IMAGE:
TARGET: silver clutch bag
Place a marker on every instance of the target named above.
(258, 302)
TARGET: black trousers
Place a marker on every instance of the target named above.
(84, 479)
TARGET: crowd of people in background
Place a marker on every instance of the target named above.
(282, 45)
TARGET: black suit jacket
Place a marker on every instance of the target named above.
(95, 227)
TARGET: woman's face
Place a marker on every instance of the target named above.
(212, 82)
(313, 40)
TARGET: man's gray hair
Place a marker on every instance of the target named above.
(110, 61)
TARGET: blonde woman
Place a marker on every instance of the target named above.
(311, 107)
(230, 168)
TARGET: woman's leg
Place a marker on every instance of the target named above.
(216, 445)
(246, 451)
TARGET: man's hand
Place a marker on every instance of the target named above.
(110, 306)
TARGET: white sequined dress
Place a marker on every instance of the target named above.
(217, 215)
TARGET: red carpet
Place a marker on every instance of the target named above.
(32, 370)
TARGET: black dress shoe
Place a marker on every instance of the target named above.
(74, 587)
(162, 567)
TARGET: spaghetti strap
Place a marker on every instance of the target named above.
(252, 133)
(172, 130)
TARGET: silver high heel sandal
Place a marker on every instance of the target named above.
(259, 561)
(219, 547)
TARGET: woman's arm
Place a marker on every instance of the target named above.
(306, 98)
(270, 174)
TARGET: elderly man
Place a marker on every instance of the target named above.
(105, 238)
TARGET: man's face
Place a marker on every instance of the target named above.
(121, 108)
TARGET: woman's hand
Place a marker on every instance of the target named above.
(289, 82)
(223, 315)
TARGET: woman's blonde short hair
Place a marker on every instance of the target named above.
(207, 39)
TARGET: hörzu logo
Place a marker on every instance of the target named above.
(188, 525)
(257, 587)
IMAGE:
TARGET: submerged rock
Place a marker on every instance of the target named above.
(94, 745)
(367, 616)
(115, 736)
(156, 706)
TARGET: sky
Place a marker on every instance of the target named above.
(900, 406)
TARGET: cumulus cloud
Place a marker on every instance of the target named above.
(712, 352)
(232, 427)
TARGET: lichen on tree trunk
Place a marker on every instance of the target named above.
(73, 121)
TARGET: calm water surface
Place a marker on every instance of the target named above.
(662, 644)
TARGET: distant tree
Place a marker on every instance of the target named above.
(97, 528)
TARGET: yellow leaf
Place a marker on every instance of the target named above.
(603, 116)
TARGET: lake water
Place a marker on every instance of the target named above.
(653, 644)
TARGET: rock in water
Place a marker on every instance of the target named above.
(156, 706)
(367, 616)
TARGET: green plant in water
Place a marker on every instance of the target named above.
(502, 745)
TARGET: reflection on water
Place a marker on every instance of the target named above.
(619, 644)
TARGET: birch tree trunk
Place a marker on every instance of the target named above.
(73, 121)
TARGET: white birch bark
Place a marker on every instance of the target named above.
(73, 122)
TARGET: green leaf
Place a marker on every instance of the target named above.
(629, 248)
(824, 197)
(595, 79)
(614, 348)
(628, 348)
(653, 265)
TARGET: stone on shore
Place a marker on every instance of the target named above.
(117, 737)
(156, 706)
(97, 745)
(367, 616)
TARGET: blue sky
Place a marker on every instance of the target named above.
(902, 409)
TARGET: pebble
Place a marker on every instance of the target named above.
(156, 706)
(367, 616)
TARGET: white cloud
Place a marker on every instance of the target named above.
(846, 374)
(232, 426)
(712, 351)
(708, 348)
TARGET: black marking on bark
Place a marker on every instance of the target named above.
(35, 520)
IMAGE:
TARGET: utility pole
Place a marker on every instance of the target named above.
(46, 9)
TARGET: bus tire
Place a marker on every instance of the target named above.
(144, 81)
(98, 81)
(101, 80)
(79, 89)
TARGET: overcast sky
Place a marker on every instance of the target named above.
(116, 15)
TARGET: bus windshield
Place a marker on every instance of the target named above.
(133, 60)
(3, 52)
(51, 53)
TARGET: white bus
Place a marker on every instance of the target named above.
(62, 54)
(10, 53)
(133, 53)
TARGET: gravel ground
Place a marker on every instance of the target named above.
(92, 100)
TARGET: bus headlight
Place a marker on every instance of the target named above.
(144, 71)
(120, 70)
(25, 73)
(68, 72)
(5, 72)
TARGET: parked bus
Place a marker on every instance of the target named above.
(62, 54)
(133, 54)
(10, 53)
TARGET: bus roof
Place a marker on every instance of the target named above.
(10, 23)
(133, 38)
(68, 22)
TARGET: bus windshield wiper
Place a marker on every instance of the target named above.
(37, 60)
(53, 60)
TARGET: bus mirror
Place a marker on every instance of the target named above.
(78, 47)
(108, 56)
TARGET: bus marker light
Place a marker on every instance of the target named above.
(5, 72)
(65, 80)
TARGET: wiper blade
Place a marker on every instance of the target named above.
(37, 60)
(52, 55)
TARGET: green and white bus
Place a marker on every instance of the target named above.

• • • • • • •

Copy out every line of the data above, exactly as given.

IMAGE:
TARGET: silver clutch bag
Place a marker on every instance of the target named above.
(258, 302)
TARGET: black trousers
Place a marker on every instance of the target named above.
(84, 479)
TARGET: crowd of people in background
Place a marker on every instance of the target named above.
(282, 45)
TARGET: black suit jacket
Place a marker on every instance of the target named above.
(95, 227)
TARGET: woman's face
Place a marker on every instance of the target named above.
(212, 82)
(313, 40)
TARGET: man's gray hair
Place a marker on every instance of the target named above.
(110, 61)
TARGET: blonde woman
Place a marker on every instance of the target named above.
(311, 107)
(230, 168)
TARGET: woman's leg
Place a marker on every instance of the target named above.
(216, 445)
(246, 451)
TARGET: man's hand
Place a marker on every instance of the target named above.
(110, 306)
TARGET: white sequined dress
Place a marker on every instance of the target named above.
(217, 215)
TARGET: red carpet
Place a marker on every instance of the target named above.
(32, 370)
TARGET: black dress shoe
Place a marker on every instance of the target named above.
(74, 587)
(162, 567)
TARGET: spaghetti strap
Place a marker on every instance of the target named above.
(252, 133)
(172, 130)
TARGET: silver high heel sandal
Place a marker on every instance of the target named above.
(259, 561)
(219, 547)
TARGET: woman's arm
Place a marker on every instance of the target named above.
(306, 98)
(270, 174)
TARGET: elderly man
Place a marker on every instance of the target named above.
(105, 238)
TARGET: man's face
Place a marker on every instance of the target named above.
(121, 108)
TARGET: woman's hand
Place a marker on every instance of the target named above.
(289, 82)
(223, 315)
TARGET: woman's blonde short hair
Place a marker on every instance of the target named above.
(207, 39)
TARGET: hörzu logo
Place a marker on every instance of the target named above.
(188, 525)
(257, 587)
IMAGE:
TARGET: submerged rock
Place a marker on every instance of the target named above.
(94, 745)
(367, 616)
(115, 736)
(156, 706)
TARGET: sky
Place a marker on every instance of the target named above.
(900, 406)
TARGET: cumulus cloud
Place a marker on every instance of the target named above.
(712, 352)
(232, 427)
TARGET: lichen on tree trunk
Place a marker on every instance of the target named above.
(73, 121)
TARGET: calm water surface
Place a marker on every instance of the target named above.
(662, 644)
TARGET: distant tree
Place a marker on every instance of the target named above.
(97, 528)
TARGET: yellow leaf
Place a marker on every instance of the target named above.
(603, 116)
TARGET: lake water
Place a marker on every instance of the target named above.
(653, 644)
TARGET: rock in water
Place a marker on every instance of the target named above.
(156, 706)
(367, 616)
TARGET: green plant in water
Place a marker on every instance of the target named above.
(502, 745)
TARGET: reflection on water
Place a marker on every instance of the target named above.
(619, 644)
TARGET: birch tree trunk
Place a marker on every instance of the target named above.
(73, 121)
TARGET: white birch bark
Place a marker on every instance of the target named above.
(73, 122)
TARGET: green leaf
Place a marker on every instance of the target named above.
(629, 248)
(824, 197)
(595, 79)
(614, 348)
(628, 348)
(653, 265)
TARGET: stone on shore
Place a marker on every instance of the target named above.
(117, 737)
(156, 706)
(97, 745)
(367, 616)
TARGET: blue sky
Place a marker on every instance of the target named above.
(902, 409)
TARGET: pebble
Place a marker on every instance of the target named above.
(156, 706)
(367, 616)
TARGET: white cloud
Place a marker on every instance of the target named above.
(846, 374)
(232, 426)
(712, 351)
(708, 348)
TARGET: black marking on bark
Place a marker on every instance of the target named above.
(35, 520)
IMAGE:
TARGET: utility pole
Place a marker on every instance of the target named above.
(46, 9)
TARGET: bus tire
Place a marker on every instance of the target named above.
(144, 81)
(98, 81)
(101, 80)
(79, 89)
TARGET: overcast sky
Place a marker on every instance of the target named above.
(116, 15)
TARGET: bus windshield
Place a marker on every instance of the target named above.
(133, 60)
(3, 52)
(51, 53)
TARGET: white bus
Place a marker on every instance of the target named above.
(62, 54)
(10, 53)
(133, 53)
TARGET: gravel ground
Place a marker on every instance of the target named above.
(92, 100)
TARGET: bus headlight
Place a marker on every instance of the target named above.
(144, 71)
(120, 70)
(25, 73)
(68, 72)
(5, 72)
TARGET: parked bus
Place a marker on every instance of the target named above.
(62, 54)
(133, 54)
(10, 53)
TARGET: bus roof
Place a marker on every instance of the target named above.
(10, 23)
(133, 38)
(68, 22)
TARGET: bus windshield wiper
Place a marker on every instance of the target named above.
(37, 60)
(53, 60)
TARGET: bus mirror
Place a marker on every instance of the target named above.
(78, 47)
(108, 56)
TARGET: bus marker light
Place a marker on every instance of the target named above.
(5, 72)
(65, 80)
TARGET: wiper blade
Place a marker on every instance of the target named above.
(37, 60)
(52, 55)
TARGET: green and white bus
Place a marker on every instance of the target named above.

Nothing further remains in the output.